- _What the task asks_
From the data below, extract every line from the one containing "598, row 439." to the one containing "column 847, row 552", both included, and reproduce those lines verbatim with nothing added.

- _Dataset records_
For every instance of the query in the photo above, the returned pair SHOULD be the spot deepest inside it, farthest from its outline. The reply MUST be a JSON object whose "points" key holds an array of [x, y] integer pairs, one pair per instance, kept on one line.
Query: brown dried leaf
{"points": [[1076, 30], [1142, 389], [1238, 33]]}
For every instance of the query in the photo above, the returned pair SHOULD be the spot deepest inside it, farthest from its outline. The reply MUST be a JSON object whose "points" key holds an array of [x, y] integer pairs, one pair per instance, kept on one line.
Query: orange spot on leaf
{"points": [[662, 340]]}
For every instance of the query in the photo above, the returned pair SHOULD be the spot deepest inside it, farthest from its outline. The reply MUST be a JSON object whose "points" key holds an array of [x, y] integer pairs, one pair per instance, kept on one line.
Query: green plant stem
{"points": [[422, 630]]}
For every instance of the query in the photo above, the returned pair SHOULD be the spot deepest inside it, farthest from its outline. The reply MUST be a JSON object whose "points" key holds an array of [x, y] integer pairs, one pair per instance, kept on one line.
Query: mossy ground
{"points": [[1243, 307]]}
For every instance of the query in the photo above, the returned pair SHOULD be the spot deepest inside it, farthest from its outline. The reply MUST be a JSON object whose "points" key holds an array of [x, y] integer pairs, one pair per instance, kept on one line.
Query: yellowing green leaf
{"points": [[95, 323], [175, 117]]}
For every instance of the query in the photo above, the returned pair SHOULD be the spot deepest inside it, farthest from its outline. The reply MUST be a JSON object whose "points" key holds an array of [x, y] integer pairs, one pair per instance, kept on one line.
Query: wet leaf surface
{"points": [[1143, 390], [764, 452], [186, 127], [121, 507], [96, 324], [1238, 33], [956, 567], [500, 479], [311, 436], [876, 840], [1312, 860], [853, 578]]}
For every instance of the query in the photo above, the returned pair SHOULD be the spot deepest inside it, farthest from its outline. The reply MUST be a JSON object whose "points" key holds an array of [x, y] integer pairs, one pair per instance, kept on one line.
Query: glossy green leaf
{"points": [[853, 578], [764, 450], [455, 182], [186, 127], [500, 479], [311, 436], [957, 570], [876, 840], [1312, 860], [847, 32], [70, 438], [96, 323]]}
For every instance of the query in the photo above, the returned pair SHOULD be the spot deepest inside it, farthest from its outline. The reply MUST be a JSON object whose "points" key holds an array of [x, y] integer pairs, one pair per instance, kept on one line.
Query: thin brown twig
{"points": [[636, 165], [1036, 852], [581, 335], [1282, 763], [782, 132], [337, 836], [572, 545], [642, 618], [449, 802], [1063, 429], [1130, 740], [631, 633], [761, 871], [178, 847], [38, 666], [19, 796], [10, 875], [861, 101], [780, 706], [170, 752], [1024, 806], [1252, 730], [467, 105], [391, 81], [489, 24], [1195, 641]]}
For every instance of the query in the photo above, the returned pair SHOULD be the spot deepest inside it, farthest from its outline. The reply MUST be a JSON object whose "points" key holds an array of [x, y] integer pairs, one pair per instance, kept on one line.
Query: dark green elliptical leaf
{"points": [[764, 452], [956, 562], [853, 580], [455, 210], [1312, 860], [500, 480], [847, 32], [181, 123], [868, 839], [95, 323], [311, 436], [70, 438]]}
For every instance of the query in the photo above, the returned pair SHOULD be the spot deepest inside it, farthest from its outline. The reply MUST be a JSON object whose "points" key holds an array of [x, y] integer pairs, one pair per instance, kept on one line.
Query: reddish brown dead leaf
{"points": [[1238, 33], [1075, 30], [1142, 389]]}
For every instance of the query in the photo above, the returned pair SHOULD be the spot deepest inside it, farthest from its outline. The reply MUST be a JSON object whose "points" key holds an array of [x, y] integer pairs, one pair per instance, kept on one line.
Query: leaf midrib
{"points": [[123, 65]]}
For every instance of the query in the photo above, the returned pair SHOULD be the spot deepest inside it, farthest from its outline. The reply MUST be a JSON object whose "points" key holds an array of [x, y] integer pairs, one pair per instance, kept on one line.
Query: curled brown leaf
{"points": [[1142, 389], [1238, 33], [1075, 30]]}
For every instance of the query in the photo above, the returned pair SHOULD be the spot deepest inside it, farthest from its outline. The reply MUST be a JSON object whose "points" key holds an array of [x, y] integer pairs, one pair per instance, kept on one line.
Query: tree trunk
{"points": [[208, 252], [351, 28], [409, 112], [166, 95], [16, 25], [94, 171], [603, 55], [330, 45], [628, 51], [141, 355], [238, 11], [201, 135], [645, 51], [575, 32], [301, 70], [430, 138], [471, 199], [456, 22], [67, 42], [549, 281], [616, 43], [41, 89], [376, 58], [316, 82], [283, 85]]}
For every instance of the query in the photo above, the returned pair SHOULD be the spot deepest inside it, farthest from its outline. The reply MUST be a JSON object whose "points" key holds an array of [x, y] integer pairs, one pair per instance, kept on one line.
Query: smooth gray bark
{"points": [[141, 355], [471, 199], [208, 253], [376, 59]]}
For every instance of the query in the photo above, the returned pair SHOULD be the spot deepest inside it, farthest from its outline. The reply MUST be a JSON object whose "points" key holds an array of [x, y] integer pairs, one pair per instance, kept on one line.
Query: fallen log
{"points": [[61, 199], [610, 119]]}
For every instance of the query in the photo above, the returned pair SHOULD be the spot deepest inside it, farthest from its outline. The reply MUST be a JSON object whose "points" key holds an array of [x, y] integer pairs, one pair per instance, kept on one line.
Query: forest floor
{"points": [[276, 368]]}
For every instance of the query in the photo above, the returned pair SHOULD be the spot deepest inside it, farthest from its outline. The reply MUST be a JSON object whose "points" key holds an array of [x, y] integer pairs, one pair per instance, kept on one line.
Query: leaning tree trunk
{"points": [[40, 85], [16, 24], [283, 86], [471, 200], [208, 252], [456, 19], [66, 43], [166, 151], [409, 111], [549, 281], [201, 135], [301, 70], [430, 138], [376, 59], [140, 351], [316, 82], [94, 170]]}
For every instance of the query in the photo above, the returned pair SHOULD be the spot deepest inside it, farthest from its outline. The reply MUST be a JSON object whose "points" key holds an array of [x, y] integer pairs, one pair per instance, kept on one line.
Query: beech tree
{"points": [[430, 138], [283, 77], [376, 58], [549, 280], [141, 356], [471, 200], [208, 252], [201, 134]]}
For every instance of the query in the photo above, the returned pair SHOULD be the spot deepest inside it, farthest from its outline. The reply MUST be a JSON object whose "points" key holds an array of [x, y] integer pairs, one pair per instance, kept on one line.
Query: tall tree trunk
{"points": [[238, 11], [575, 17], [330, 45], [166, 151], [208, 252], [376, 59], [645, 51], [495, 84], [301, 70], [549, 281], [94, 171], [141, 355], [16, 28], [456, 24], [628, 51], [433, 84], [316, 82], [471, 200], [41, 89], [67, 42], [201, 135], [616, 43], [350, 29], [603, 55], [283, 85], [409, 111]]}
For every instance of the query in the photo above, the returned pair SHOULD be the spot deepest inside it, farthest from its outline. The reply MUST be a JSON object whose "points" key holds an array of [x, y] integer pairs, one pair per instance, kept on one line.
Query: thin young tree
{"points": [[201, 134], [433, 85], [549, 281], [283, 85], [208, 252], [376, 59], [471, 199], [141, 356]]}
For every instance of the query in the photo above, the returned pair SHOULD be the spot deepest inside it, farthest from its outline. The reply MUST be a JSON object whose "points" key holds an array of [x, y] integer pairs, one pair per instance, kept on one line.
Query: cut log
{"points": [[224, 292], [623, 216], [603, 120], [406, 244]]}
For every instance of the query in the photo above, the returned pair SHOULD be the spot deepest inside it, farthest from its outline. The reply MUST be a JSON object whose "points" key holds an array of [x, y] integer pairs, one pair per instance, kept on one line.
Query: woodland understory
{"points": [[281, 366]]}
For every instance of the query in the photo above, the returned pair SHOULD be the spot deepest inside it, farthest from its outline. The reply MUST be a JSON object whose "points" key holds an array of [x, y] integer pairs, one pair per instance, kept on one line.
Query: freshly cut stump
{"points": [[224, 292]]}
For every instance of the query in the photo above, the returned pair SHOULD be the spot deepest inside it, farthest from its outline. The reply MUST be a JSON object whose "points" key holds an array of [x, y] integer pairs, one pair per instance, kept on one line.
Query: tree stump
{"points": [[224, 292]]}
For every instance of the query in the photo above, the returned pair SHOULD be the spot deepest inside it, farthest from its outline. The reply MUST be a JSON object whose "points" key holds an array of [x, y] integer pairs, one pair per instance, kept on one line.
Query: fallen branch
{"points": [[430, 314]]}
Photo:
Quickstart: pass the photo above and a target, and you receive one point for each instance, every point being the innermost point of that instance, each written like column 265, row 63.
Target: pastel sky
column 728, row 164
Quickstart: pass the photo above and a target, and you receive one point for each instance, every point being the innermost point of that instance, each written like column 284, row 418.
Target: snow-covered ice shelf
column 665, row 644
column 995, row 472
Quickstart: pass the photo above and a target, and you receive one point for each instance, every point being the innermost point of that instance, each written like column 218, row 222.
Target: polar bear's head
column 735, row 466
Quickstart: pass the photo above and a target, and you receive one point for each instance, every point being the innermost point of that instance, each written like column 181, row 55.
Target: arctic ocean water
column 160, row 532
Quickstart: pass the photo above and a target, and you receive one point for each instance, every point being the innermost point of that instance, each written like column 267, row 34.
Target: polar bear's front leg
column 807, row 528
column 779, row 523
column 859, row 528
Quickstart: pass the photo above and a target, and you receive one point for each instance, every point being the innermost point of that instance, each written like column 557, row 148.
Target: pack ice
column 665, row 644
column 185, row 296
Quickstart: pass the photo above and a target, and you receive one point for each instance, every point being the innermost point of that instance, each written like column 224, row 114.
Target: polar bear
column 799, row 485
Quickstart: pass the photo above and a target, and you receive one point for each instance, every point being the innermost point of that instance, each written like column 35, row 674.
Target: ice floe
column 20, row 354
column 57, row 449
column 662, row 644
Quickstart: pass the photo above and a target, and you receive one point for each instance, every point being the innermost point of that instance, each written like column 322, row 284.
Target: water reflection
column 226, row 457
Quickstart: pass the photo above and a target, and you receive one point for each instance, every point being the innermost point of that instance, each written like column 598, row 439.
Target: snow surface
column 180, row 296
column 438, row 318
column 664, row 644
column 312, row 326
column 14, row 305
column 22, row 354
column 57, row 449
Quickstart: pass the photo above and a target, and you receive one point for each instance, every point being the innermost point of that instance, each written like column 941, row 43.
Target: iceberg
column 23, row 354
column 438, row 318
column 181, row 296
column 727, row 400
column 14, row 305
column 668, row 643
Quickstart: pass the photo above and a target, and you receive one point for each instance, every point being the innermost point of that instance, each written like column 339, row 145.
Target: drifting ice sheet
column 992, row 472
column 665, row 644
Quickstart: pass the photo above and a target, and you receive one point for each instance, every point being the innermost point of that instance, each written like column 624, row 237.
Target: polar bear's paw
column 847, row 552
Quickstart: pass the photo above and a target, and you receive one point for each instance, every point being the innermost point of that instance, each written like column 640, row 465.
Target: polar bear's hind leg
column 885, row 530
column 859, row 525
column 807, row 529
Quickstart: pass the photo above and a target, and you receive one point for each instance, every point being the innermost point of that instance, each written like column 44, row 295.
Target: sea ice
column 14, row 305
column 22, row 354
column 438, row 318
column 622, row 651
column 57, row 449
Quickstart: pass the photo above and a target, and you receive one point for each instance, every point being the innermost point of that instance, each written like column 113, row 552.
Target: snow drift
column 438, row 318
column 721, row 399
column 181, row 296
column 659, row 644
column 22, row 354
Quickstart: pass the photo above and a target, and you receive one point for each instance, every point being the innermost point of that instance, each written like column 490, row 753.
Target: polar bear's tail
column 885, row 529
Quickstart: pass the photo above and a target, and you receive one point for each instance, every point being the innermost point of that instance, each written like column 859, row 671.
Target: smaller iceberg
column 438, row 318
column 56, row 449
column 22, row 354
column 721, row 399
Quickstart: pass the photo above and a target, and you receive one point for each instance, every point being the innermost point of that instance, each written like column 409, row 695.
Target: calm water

- _Worked solution_
Quickstart: pass the photo above and a target, and you receive one point for each instance, every point being the innermost point of that instance, each written like column 598, row 439.
Target: snow surface
column 180, row 296
column 438, row 318
column 664, row 644
column 312, row 326
column 14, row 305
column 22, row 354
column 57, row 449
Quickstart: pass the photo above and a target, and you receive one point for each instance, every point being the innermost point of that instance, each written like column 941, row 43.
Target: iceberg
column 23, row 354
column 438, row 318
column 181, row 296
column 727, row 400
column 14, row 305
column 668, row 643
Quickstart: pass the photo above and a target, and you receive one point for each instance, every point being the innermost point of that instance, each written like column 339, row 145.
Target: drifting ice sheet
column 992, row 472
column 665, row 644
Quickstart: pass the photo above and a target, and you receive one point for each instance, every point being the innermost point of that instance, each written like column 624, row 237.
Target: polar bear's paw
column 847, row 552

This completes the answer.